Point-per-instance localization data
******************************
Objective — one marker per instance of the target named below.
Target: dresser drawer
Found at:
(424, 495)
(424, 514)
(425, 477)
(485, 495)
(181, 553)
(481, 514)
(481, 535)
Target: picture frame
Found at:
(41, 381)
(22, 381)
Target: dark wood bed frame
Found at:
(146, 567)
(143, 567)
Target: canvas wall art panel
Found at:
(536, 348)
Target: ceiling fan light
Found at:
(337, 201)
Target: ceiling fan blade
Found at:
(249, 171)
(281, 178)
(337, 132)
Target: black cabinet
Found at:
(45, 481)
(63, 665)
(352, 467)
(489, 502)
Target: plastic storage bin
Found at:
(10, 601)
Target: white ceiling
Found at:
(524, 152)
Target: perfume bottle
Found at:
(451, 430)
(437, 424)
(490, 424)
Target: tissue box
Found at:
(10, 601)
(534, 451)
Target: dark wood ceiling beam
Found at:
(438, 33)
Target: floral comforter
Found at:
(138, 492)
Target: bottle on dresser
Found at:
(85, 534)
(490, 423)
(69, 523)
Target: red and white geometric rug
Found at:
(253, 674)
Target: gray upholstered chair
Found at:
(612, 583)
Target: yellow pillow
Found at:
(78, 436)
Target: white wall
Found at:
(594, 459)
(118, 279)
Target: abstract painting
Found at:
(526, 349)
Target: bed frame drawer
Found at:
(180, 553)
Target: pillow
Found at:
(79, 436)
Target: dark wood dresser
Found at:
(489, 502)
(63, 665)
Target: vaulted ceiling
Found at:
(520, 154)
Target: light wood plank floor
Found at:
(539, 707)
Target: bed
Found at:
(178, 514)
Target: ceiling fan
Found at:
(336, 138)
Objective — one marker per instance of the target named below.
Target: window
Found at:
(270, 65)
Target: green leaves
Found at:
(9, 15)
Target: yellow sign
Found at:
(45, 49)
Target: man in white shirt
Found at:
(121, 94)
******************************
» WHAT YOU NEED TO DO: Looking at the entries above, can you reproduce exactly the lines from the one that holds "Target: bed frame drawer" through the one that holds "Target: yellow sign", and only those?

» RESPONSE:
Target: bed frame drawer
Found at:
(180, 553)
Target: pillow
Found at:
(79, 436)
Target: dark wood dresser
Found at:
(489, 502)
(63, 665)
Target: vaulted ceiling
Found at:
(520, 154)
Target: light wood plank floor
Found at:
(539, 707)
Target: bed
Found at:
(178, 514)
Target: ceiling fan
Found at:
(336, 138)
Objective — one marker per instance of the target named below.
Target: window
Found at:
(270, 65)
Target: green leaves
Found at:
(9, 15)
Target: yellow sign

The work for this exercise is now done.